== WHAT TO WORK ON ==
Copy everything from the line containing "shown in [496,66]." down to the end of the entries, substituting "trailer hitch" for "tow hook" and changing nothing else.

Image point annotation entries:

++++

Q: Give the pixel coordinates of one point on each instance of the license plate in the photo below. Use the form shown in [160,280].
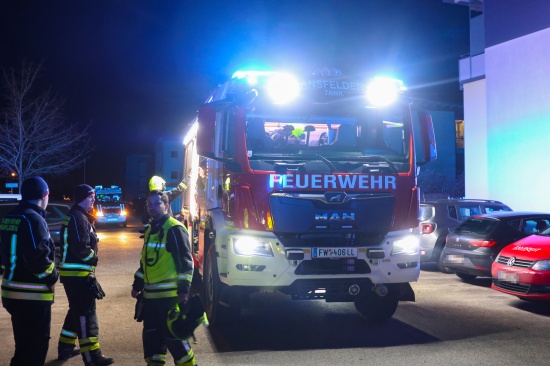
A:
[507,277]
[334,253]
[455,258]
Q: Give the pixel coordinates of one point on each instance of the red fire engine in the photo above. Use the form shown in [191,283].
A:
[307,187]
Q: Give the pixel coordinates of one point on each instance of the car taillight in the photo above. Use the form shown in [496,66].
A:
[483,243]
[428,228]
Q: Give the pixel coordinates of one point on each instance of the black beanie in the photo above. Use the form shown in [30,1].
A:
[34,188]
[81,192]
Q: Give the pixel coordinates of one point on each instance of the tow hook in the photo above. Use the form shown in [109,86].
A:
[354,289]
[381,290]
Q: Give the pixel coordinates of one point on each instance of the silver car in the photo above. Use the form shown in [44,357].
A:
[439,217]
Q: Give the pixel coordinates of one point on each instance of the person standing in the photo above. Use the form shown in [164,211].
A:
[156,183]
[77,271]
[163,279]
[28,257]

++++

== FINISHED EXERCISE ==
Q: Give the pixel coordinates of one point on each instance of the car taillight in the photo above. Use the form shown in [496,66].
A:
[483,243]
[428,228]
Q: Give the pixel coordinates of one point on each instance of the black beanie in the photo above. Use the form shown in [30,1].
A:
[34,188]
[81,192]
Q: Give the pixel coordinates of one point on each instance of the trailer hitch in the photo above. Use the form shown in [109,86].
A:
[354,289]
[381,290]
Q: Give the pixel coordinates of one point on each instance of the silver car in the photo above. Use the form shown in [44,357].
A:
[439,217]
Q: Give the pixel coordinates of one point on each instance of the person standing in the photo above. Use the form shown in [164,211].
A:
[156,183]
[77,271]
[163,279]
[28,257]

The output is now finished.